§ **Your task**
Any picture in the data below gets skipped; print all the rest exactly.

START Dataset excerpts

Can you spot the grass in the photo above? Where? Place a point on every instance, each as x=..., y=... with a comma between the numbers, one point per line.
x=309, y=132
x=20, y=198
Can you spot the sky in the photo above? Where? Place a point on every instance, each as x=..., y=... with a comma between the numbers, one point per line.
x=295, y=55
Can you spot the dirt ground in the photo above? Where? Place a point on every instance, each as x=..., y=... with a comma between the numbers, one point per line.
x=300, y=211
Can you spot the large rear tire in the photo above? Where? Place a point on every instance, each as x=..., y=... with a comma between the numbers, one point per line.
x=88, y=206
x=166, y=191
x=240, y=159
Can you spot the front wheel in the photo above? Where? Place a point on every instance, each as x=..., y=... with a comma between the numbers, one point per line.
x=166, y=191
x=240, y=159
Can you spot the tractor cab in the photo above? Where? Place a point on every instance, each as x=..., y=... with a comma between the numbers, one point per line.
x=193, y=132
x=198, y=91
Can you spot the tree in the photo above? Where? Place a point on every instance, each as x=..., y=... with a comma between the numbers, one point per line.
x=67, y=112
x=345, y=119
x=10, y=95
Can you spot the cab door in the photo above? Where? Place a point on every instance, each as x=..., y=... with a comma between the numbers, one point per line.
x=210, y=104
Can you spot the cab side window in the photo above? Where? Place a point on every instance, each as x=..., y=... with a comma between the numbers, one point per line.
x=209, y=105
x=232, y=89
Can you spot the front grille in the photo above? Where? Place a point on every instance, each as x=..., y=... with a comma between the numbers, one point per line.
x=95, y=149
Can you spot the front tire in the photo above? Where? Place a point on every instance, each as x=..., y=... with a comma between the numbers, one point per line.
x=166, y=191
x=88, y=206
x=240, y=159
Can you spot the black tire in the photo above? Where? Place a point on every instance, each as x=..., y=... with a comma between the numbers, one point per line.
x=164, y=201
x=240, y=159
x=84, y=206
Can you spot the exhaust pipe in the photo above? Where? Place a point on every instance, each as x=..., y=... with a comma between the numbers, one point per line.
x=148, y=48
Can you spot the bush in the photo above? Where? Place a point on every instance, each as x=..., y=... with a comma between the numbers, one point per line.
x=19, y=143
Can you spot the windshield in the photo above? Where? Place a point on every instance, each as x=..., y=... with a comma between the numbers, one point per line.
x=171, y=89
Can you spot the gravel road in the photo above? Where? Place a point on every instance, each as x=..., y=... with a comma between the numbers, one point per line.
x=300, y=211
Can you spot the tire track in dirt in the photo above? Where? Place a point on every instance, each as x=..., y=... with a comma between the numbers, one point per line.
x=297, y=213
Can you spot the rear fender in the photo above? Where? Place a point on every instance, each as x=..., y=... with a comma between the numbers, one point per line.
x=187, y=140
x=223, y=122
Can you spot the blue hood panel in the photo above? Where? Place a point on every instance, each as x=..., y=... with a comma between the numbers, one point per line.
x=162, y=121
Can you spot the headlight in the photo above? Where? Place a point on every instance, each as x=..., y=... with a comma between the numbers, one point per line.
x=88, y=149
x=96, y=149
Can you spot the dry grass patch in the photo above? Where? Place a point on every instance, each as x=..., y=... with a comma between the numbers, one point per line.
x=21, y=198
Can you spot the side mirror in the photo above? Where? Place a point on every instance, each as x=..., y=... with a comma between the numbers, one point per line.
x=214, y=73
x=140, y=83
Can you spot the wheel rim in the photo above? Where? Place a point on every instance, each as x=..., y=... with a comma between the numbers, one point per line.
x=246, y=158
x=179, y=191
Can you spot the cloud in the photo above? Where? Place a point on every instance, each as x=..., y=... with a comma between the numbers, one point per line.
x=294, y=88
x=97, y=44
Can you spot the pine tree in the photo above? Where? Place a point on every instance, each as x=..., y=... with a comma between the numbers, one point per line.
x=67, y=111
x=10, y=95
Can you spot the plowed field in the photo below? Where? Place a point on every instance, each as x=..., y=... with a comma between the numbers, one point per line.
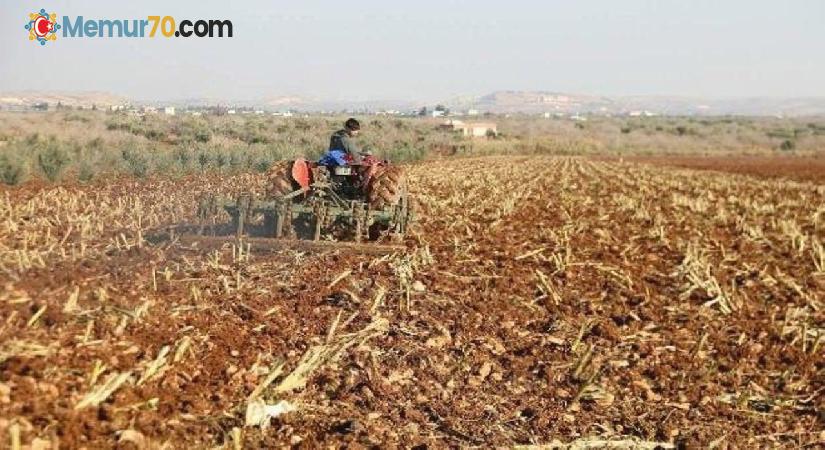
x=539, y=300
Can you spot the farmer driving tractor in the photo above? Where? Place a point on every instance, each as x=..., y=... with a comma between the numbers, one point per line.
x=342, y=149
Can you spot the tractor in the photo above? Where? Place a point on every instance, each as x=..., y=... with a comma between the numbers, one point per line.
x=360, y=202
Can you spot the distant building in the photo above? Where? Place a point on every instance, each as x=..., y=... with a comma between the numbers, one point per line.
x=471, y=129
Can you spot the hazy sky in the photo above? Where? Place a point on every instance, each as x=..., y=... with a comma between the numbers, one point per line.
x=430, y=50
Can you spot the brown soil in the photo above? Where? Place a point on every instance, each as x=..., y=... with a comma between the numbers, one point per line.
x=788, y=167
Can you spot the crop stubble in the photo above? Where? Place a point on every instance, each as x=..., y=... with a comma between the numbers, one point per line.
x=538, y=299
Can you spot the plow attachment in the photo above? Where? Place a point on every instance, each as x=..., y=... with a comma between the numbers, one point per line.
x=316, y=219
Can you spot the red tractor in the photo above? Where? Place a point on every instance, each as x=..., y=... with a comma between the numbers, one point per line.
x=365, y=201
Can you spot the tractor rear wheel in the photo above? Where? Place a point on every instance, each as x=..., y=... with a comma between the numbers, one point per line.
x=386, y=188
x=279, y=180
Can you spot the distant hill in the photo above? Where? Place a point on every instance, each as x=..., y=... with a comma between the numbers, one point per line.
x=73, y=99
x=557, y=102
x=500, y=102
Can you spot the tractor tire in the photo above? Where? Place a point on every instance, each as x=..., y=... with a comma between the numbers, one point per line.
x=279, y=179
x=386, y=188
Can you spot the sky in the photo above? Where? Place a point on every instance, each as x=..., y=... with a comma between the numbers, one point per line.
x=431, y=50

END Dataset excerpts

§ **Solution**
Can you spot the grass in the photo above? Where? Place a point on every instance, each as x=..., y=... with a comma between the numbers, one point per line.
x=309, y=132
x=20, y=198
Can you spot the sky in the photo above? Where? Place a point on every instance, each as x=..., y=... with a comma between the numbers, one point per line.
x=295, y=55
Can you spot the dirt ground in the photo above? Where? Place a point on every instance, each as x=..., y=... with a comma between the numbers, one point per line.
x=300, y=211
Can you spot the large rear tire in the photo above? Where? Place a point on every instance, each as x=..., y=... with a comma between the numbers, one point per line.
x=88, y=206
x=166, y=191
x=240, y=159
Can you spot the front wheel in the photo above? Where? Place a point on every instance, each as x=..., y=... with a comma between the numbers, one point per line.
x=166, y=191
x=240, y=159
Can you spot the tractor cab in the photo above? Where? Place a point on every instance, each as x=..., y=... with a comma between the numbers, one point per line.
x=193, y=132
x=198, y=91
Can you spot the tree in the photo above? Where? Place a point on every instance, each as x=..., y=... with a comma between the numbers, one point per line.
x=67, y=112
x=345, y=119
x=10, y=95
Can you spot the cab door in the photo above? Where? Place a point on every instance, each as x=..., y=... with a comma between the numbers, one point per line.
x=210, y=104
Can you spot the cab side window in the photo above? Where? Place a point on every instance, each as x=..., y=... with a comma between the numbers, one point per line.
x=209, y=105
x=232, y=89
Can you spot the front grille in the photo above? Where? Place a point on every instance, each as x=..., y=... with a comma between the numbers, one point per line.
x=95, y=149
Can you spot the front tire in the photo above? Where? Place a point on every instance, each as x=..., y=... with a comma between the numbers, one point per line.
x=166, y=191
x=88, y=206
x=240, y=159
Can you spot the black tire in the photo above? Where? Place a point on every instance, each as x=..., y=... with a comma between the numbers, one point per line.
x=164, y=201
x=240, y=159
x=84, y=206
Can you spot the exhaust pipe in the photo above? Where? Place a point on every instance, each as x=..., y=... with a comma between the numbers, one point per line.
x=148, y=48
Can you spot the bush in the photo above? Where? Place a point on every instance, each as x=..., y=... with a comma between the numbers, one point per line.
x=19, y=143
Can you spot the windshield in the photo above? Where? Place a point on every instance, each as x=..., y=... with a comma between the numbers, one point per line.
x=171, y=89
Can you spot the gravel road in the photo above? Where? Place a point on every instance, each as x=..., y=... with a comma between the numbers, one point per line.
x=300, y=211
Can you spot the tire track in dirt in the photo above? Where? Place a point on every instance, each as x=..., y=... with a comma between the numbers, one point per line.
x=297, y=213
Can you spot the rear fender in the photo above? Where? Place a point on every instance, each as x=..., y=... with a comma between the numbers, one point per line.
x=187, y=140
x=223, y=122
Can you spot the blue hood panel in the photo above? Where? Place a point on every instance, each as x=..., y=... with a comma between the numbers, one point per line.
x=162, y=121
Can you spot the headlight in the photo above? Where? Place a point on every instance, each as x=..., y=... with a comma between the numbers, one point per line.
x=88, y=149
x=96, y=149
Can you spot the dry grass patch in the photo above? Where? Place a point on every instance, each as x=..., y=... with a comma between the numbers, one point per line.
x=21, y=198
Can you spot the side mirror in the photo above? Where? Place a point on every instance, each as x=..., y=... with a comma between the numbers, one point per line.
x=214, y=73
x=140, y=83
Can you spot the wheel rim in the photo above? Where? Place a point on every instance, each as x=..., y=... with a comma between the numbers, one point per line.
x=246, y=158
x=179, y=191
Can you spot the cloud in the photo above? Where? Place a point on every instance, each as x=..., y=... with a comma between the numbers, one point per line.
x=294, y=88
x=97, y=44
Can you spot the pine tree in the photo above? Where? Place a point on every instance, each as x=..., y=... with a comma between the numbers, one point per line.
x=67, y=111
x=10, y=95
Can you spot the plowed field in the photo below? Where? Place a point on every instance, each as x=..., y=... with a comma between the numbers, one point per line.
x=539, y=300
Can you spot the farmer driving tractor in the photo above? Where? Place a point on every instance, each as x=..., y=... with a comma between the numbers, one point per line.
x=342, y=149
Can you spot the tractor in the photo above? Where? Place a point on every instance, each as x=..., y=... with a comma between the numbers, one point per line.
x=360, y=202
Can you spot the distant building in the photo above? Where? Place a point on every instance, each as x=..., y=... with a comma between the numbers, one point per line.
x=471, y=129
Can you spot the hazy sky in the photo above? Where? Place a point on every instance, each as x=..., y=... with a comma between the numbers, one point per line.
x=430, y=50
Can you spot the brown soil in the photo above? Where? Place a point on every instance, each as x=..., y=... with a comma between the numbers, one point per line.
x=788, y=167
Can you spot the crop stubble in the photo above? Where? Place a point on every instance, each as x=..., y=... with a comma between the numbers, one point per line.
x=538, y=299
Can you spot the plow attachment in the photo above? Where? Place a point on every instance, each as x=..., y=... with a comma between the numbers, one point per line.
x=316, y=219
Can you spot the red tractor in the photo above? Where? Place a point on every instance, each as x=..., y=... with a comma between the numbers, one point per line.
x=365, y=201
Can you spot the tractor rear wheel in the photo above? Where? Place a point on every instance, each as x=..., y=... with a comma between the numbers, one point per line.
x=386, y=188
x=279, y=180
Can you spot the distant hill in the photo above? Where? Place a point on every instance, each as x=..., y=... with a comma between the numbers, one point per line.
x=73, y=99
x=557, y=102
x=500, y=102
Can you spot the tractor tire in the photo above? Where? Place a point on every instance, each as x=..., y=... with a comma between the numbers, one point per line.
x=279, y=179
x=386, y=188
Can you spot the sky in the photo above? Where? Place a point on every instance, each as x=..., y=... with a comma between the numbers, one point per line.
x=431, y=50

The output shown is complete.